Exercise prompt - Print the passage on bizarro fiction word for word, starting with "A story that" and going on through "to this genre.".

Source passage -
So what is bizarro fiction? There are a few sites you can look at that will answer that. To get some answers right from the source, I’d suggest reading a great interview with Rose O’keefe who is head of Eraserhead Publishing, one of the main publishers of this evolving genre. Another description of it and its many conventions can be found at the always insightful tvtropes. But here is what I have picked up about the genre so far and why I think it’s an exciting genre to keep an eye on.
A story that deals with giant monster penises, impregnating Satan’s daughter, or a living suit of cockroaches can’t possibly be considered good fiction, right? It’s just puerile, crass humor, right? Well, how about if instead I described three books as a look at how one’s insecurities can lead to terrible consequences, how love and and feelings of responsibility can bridge the gap between families, cultures, or creatures of different planes of existence, and finally how important companionship is and how it can be found in the oddest of places? They sound a bit better though both descriptions pertain to the same books. Yeah. The books are The Rampaging Fuckers of Everything on the Crazy Shitting Planet of the Vomit Atmosphere, I Knocked-Up Satan’s Daughter, and Angel Dust Apocalypse. It is partially this disconnect between theme and execution that attracts me so much to this genre.

The data -
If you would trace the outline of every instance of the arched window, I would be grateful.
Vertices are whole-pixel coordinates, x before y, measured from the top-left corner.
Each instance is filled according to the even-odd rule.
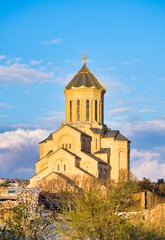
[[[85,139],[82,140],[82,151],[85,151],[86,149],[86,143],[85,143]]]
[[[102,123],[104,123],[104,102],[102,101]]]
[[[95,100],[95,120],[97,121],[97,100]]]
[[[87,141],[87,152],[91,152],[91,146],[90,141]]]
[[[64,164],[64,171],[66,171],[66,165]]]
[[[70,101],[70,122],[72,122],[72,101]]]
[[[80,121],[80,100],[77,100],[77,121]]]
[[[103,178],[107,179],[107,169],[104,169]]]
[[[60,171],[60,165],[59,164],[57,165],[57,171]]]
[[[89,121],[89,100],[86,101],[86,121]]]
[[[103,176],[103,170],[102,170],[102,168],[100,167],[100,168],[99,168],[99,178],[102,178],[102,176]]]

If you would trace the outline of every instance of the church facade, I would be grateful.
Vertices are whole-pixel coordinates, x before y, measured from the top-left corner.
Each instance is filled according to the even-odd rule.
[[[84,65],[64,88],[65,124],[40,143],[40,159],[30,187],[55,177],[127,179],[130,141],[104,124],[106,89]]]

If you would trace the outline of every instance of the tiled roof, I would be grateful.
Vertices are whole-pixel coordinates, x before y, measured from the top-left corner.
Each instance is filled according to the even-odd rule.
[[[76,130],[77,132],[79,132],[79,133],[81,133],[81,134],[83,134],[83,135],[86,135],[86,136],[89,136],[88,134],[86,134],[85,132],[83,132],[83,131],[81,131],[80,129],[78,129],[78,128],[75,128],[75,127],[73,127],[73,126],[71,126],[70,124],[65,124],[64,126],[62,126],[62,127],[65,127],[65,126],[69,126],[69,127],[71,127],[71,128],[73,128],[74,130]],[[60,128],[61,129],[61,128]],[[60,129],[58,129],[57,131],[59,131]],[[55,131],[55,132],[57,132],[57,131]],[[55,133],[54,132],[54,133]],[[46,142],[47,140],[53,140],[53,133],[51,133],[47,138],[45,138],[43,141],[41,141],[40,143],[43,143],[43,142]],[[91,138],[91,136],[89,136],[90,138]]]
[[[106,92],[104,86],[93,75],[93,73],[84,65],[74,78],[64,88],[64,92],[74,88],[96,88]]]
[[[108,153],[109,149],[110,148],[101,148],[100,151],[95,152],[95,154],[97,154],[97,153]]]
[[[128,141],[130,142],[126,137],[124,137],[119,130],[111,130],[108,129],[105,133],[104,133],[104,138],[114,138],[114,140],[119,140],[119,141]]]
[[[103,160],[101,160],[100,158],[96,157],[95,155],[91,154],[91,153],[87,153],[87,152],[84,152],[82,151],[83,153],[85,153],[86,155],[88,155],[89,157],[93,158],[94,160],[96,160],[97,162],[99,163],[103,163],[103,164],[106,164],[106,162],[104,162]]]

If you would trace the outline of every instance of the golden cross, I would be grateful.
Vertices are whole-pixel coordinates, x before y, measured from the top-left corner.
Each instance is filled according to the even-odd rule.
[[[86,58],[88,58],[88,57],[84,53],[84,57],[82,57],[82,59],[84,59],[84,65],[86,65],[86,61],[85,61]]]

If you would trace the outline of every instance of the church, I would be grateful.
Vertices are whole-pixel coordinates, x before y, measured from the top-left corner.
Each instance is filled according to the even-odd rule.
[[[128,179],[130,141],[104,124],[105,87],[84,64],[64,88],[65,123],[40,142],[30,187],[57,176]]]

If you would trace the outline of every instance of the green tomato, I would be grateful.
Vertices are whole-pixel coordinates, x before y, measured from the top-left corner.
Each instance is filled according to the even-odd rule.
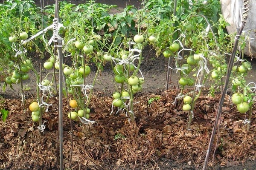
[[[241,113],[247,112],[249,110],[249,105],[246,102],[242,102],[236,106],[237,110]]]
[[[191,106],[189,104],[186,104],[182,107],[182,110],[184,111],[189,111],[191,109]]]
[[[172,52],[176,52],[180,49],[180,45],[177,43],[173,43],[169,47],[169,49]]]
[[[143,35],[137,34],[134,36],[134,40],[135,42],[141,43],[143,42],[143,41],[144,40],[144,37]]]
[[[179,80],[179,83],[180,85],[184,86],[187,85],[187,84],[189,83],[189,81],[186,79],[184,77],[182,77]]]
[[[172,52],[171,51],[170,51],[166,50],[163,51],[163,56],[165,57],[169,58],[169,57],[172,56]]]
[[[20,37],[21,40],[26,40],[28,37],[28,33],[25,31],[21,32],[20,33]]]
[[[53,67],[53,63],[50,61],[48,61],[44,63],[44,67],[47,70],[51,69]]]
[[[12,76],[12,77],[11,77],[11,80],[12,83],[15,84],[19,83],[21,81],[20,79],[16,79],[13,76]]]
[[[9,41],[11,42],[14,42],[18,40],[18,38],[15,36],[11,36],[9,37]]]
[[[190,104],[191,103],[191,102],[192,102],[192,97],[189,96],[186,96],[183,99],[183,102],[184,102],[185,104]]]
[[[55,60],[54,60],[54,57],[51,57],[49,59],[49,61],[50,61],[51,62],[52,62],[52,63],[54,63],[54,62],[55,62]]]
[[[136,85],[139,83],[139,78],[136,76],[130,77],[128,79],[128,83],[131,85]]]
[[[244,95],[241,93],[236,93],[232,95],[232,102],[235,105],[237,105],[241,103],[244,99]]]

Response below -
A story that deals with giant monster penises, impregnating Satan’s daughter, or a living suit of cockroaches can’t possibly be considered good fiction, right? It’s just puerile, crass humor, right? Well, how about if instead I described three books as a look at how one’s insecurities can lead to terrible consequences, how love and and feelings of responsibility can bridge the gap between families, cultures, or creatures of different planes of existence, and finally how important companionship is and how it can be found in the oddest of places? They sound a bit better though both descriptions pertain to the same books. Yeah. The books are The Rampaging Fuckers of Everything on the Crazy Shitting Planet of the Vomit Atmosphere, I Knocked-Up Satan’s Daughter, and Angel Dust Apocalypse. It is partially this disconnect between theme and execution that attracts me so much to this genre.